L’anonymat est devenu quasi impossible, toute activité en ligne est potentiellement surveillée, la censure n’a jamais été aussi forte dans les régimes autoritaires comme dans certaines démocraties, et moins de la moitié de la population mondiale a accès au net. Prisonnier de rivalités spatiales, le citoyen est la première victime d’un « Monde » qui devait justement servir l’intérêt collectif. Il suffit de voir que la richesse des données produites par les internautes ne sert que l’intérêt d’entreprises ou d’agences des États. « Il est à présent évident que les annonceurs sont les réels clients de telles plateformes (les grandes entreprises du numérique, NDLR) alors que leurs millions d’utilisateurs ne sont que les produits. » C’est pour cela que Boris Beaude proclame la fin d’Internet, car l’humain n’est plus au centre du réseau. « Internet est vraiment sur le point de disparaître, et une part de notre humanité est sur le point de disparaître avec lui. »

++++++++++++++++++++

TÂCHES À FAIRE:
a) Reformulez sous forme de liste le paragraphe de l'extrait sur la fin d'Internet qui commence par « L'anonymat est devenu quasi impossible », en gardant ses faits principaux.
b) Résumez l'extrait sur la fin d'Internet en deux phrases.
c) Écrivez la suite de l'extrait sur la fin d'Internet, après sa dernière phrase.

ENTRÉES FOURNIES:

++++++++++++++++++++

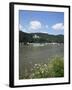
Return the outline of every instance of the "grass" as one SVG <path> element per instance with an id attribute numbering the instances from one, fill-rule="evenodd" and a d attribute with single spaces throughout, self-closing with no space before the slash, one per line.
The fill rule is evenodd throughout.
<path id="1" fill-rule="evenodd" d="M 25 75 L 26 76 L 26 75 Z M 47 64 L 35 64 L 31 74 L 24 79 L 64 77 L 64 59 L 62 57 L 53 57 Z"/>

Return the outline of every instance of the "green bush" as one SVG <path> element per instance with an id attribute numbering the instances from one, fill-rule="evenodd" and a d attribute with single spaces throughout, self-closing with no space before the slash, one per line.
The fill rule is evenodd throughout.
<path id="1" fill-rule="evenodd" d="M 48 64 L 35 64 L 32 69 L 31 78 L 48 78 L 64 76 L 64 60 L 54 57 Z"/>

++++++++++++++++++++

RÉPONSES ATTENDUES:
a)
- L'anonymat est devenu quasi impossible et toute activité en ligne est potentiellement surveillée.
- La censure n'a jamais été aussi forte, dans les régimes autoritaires comme dans certaines démocraties.
- Moins de la moitié de la population mondiale a accès au net.
- Prisonnier de rivalités spatiales, le citoyen est la première victime de ce « Monde » censé servir l'intérêt collectif.
- Les données produites par les internautes ne servent que l'intérêt d'entreprises ou d'agences des États. Les annonceurs sont les vrais clients des grandes plateformes, et leurs utilisateurs n'en sont que les produits.
- Selon Boris Beaude, l'humain n'est plus au centre du réseau. Internet est donc sur le point de disparaître, et une part de notre humanité avec lui.

b) Surveillance, censure et accès limité au net font du citoyen la première victime d'un réseau dont les données ne profitent qu'à des entreprises ou à des agences des États. Boris Beaude proclame donc la fin d'Internet, car l'humain n'est plus au centre du réseau.

c)
Les fins d’Internet n’est finalement pas une nécrologie, mais un cri d’alarme sur ce « Monde » où les frontières émergent, tuant peu à peu le rêve de ses architectes pionniers. Vulnérable, sous écoute, privatisé, balkanisé… Internet n’est jamais paru autant en danger. Et Boris Beaude n’est pas le seul à suggérer la fin d’Internet. Dans son dernier ouvrage, intitulé Smart, Frédéric Martel rejoint son analyse, mais préfère le terme de « territoire » à celui d’« espace ». Après avoir enquêté à travers le monde, il estime que le monde numérique est en train de se diviser, segmenté par les différences culturelles et politiques entre chaque pays. Et ce que Boris Beaude anticipait avec les fins d’Internet, Frédéric Martel y complète cette réflexion en proposant l’avènement « des internets ». Tous deux s’accordent alors pour dire que c’est « ensemble » que les nations et les peuples pourront reconstruire et peut-être même sauver ce « nouveau Monde ».
(1)

C’est ainsi que Boris Beaude l’écrit. 

(2)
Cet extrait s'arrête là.